4 Ocak 2012 Çarşamba

Jodaeiye Nader az Simin


















Sınavlar, dersler, projeydi, ödevdi falan oldukça yoğun günler geçiriyorum. İşin aslı, ne film izleyecek ne kitap okuyacak ne de birkaç satır bir şeyler karalayacak çok fazla vaktim olmuyor. Uzun bir aradan sonra bugün fırsatım oldu ve Jodaeiye Nader az Simin(A Separation) isimli İran yapımı bu filmi seyrettim. Pek çok yerde yılın en iyi filmi veya o tatta yazılar okumanız kuvvetle muhtemel ve olası. Uzun zamandır elimin altında bulunan bu filmi bugün oturup izledim. Sonuç ise mükemmel. Uzun zamandır izlediğim en iyi filmdi diyebilirim. Aslında Moneyball'u izlemeyi planlıyordum ama son anda A Separation'a karar verdim. İyi ki bunu izlemişim dedirten türden bir filmdi.

Çalıştığım birkaç kongrede yabancı katılımcıların olduğu yerlerde bulunmuştum. İranlı insanlarla sohbet etme fırsatım olmuştu. Kongreye katılım problemleri, devrimden önceki İran fotoğraflarında gördüklerimiz, davranışları, görüntüleri gibi faktörleri kafamda birleştiriyorumda, bence bu dünyanın en talihsiz coğrafyalarından bir tanesi. Hatta kısaca bir anımdan bahsetmek istiyorum. Poster salonunda çalıştığım bir işte biri erkek diğeri kadın iki tane İranlı katılımcı posterlerini almaya gelmişlerdi ve giderken erkek olan teşekkür edip tokalaştı benimle. Gayriihtiyarı olarak arkadan gelen kadına ben de elimi uzatmıştım ki, "Ben müslümanım."  deyip elini geri çekmişti. "Ben de müslümanın bunun müslümanlıkla bir alakası yok." demiştim ama bütün gün sürecek moral bozukluğuma yetmişti o durum. Yani dünyanın en eski toplumlarından bir tanesi, devlet olma geleneğine sahip en önemli ülkelerden İran. Cidden üzülmemek elde değil ve aslında bu tarz şeylerin bir çoğunu A Separation'ı izlerken görmek mümkün.

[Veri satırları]
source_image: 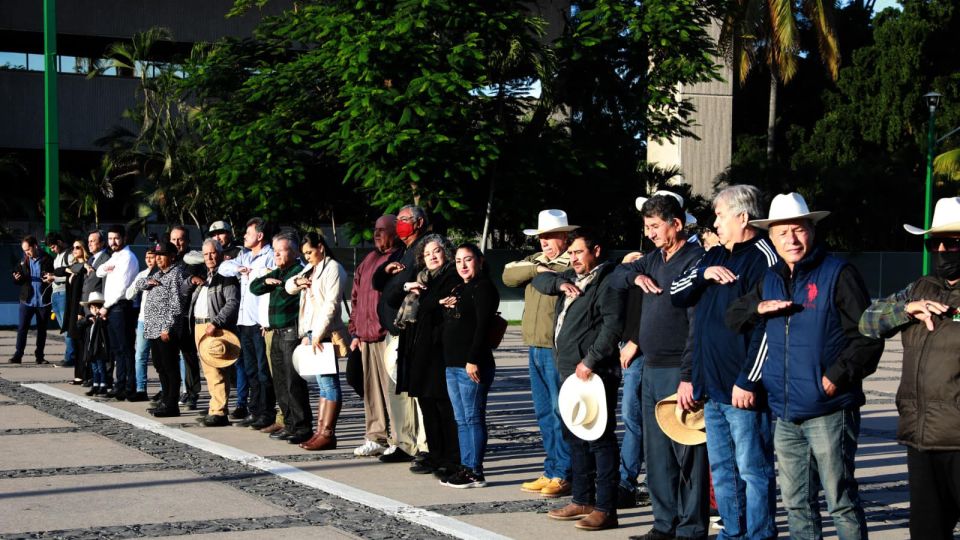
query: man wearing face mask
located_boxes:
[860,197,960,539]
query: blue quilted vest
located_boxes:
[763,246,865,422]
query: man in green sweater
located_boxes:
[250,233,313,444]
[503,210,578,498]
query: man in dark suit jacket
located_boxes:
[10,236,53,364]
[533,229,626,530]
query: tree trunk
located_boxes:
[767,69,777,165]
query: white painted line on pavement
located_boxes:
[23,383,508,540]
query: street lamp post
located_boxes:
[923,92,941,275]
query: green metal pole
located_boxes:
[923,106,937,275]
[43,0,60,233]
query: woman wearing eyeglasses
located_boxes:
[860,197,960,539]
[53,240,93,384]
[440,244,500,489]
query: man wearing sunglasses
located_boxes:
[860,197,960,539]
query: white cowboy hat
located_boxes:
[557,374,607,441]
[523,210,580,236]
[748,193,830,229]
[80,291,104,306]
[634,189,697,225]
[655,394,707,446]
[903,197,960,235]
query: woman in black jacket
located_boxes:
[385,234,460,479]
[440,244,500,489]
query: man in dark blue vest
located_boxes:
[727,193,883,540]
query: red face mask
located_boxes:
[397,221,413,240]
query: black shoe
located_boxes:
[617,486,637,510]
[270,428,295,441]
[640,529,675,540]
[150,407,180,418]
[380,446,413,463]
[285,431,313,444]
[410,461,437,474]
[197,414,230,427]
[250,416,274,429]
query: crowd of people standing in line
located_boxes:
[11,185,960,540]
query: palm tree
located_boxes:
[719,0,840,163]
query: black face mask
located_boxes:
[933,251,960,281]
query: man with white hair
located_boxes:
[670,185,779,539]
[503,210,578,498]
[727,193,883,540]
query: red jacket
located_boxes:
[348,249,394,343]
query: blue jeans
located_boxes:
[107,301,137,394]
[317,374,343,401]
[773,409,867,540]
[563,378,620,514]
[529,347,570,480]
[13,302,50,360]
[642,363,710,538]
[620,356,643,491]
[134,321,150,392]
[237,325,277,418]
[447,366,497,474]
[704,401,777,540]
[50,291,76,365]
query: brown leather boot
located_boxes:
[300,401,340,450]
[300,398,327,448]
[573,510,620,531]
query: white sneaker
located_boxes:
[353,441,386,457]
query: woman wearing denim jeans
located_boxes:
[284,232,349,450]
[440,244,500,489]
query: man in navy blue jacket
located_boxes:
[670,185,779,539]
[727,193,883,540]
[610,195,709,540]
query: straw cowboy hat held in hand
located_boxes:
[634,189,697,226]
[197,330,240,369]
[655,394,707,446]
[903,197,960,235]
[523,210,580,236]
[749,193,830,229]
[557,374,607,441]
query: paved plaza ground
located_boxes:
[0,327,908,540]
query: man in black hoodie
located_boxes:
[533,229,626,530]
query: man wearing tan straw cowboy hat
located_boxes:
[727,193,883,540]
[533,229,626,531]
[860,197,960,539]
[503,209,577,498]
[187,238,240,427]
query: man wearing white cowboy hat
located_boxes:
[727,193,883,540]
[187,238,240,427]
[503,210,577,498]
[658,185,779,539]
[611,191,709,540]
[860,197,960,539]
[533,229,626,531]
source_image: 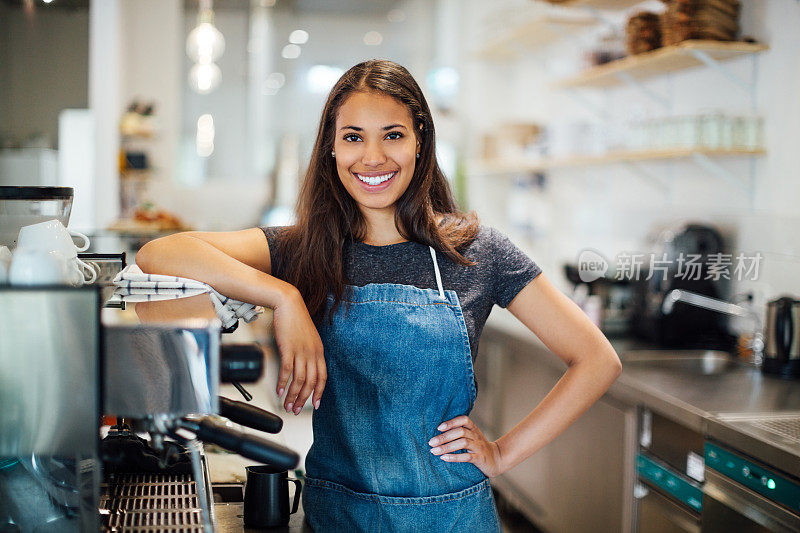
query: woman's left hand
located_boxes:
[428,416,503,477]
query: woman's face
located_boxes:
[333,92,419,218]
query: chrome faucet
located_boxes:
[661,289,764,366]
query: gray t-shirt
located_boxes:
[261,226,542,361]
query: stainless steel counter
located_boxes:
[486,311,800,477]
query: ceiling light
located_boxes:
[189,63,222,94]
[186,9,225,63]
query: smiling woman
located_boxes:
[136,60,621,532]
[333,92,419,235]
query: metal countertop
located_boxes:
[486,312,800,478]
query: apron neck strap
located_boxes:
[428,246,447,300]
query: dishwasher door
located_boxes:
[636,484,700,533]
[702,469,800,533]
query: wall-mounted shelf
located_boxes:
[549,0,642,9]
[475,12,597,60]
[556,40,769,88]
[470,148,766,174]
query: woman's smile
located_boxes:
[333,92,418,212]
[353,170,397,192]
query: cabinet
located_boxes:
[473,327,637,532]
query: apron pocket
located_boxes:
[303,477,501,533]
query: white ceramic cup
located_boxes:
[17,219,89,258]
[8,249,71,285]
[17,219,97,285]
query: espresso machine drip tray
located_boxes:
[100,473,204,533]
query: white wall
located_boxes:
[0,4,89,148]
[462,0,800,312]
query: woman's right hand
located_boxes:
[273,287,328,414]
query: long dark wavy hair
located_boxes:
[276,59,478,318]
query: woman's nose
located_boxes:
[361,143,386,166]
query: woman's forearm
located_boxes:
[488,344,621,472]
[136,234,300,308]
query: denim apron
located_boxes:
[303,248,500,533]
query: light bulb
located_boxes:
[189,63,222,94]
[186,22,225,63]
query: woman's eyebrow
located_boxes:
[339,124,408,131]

Görev Tanımı :: Okuma parçasına göre yazar, A Separation'a karar vermeden önce hangi filmi izlemeyi planlıyordu?

Görevin Yanıtı :: Moneyball'u izlemeyi planlıyordu.